# WHAT IS ASKED:
Please copy the records below word for word, leaving out the pictures.

# RECORDS FOR THE TASK:
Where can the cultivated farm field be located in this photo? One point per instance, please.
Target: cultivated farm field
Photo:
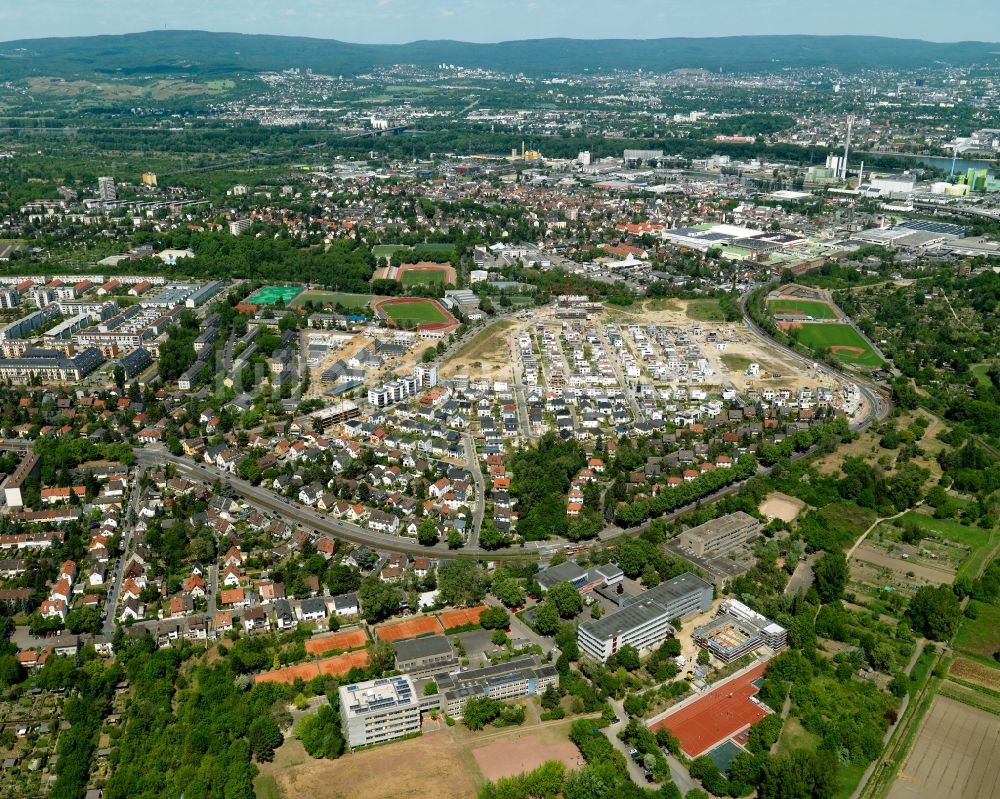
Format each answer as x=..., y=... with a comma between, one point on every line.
x=957, y=753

# SOLUTION FOR THIS EXERCISE:
Where can the cultivated farm field be located in this photo? One point per instance, please.
Target: cultivated farm field
Photo:
Format each answer as x=..., y=... with a comma between, one point on every line.
x=957, y=753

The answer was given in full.